┌────────

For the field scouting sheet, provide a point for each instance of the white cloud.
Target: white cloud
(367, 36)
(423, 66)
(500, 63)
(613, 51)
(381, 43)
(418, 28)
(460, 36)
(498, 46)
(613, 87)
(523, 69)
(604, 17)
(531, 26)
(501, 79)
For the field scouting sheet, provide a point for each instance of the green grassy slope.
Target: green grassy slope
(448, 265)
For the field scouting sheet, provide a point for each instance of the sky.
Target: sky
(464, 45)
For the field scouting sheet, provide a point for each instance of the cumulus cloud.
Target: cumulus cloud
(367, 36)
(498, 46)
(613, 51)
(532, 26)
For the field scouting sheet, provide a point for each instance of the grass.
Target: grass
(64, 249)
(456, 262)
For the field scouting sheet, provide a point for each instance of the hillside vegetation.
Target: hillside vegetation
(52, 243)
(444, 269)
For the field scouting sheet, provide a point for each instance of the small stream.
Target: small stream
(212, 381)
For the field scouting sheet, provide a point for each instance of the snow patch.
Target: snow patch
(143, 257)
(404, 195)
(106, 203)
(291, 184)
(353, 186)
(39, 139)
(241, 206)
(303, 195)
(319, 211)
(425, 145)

└────────
┌────────

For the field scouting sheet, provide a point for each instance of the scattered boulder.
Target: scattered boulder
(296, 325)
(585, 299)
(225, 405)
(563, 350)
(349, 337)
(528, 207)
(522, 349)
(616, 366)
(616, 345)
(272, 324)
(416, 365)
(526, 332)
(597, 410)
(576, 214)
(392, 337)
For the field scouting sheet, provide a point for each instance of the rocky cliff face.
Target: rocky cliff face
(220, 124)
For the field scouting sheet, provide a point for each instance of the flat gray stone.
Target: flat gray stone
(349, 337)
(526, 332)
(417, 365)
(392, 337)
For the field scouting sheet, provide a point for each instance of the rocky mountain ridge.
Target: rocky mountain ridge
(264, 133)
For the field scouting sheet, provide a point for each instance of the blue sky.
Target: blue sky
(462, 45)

└────────

Do this:
Which lines of the records contain the string "scattered" with its case matched exactly? Return each of them copied in full.

Result of the task:
For the field scouting sheet, provide a point for each instance of the scattered boulder.
Target: scattered boulder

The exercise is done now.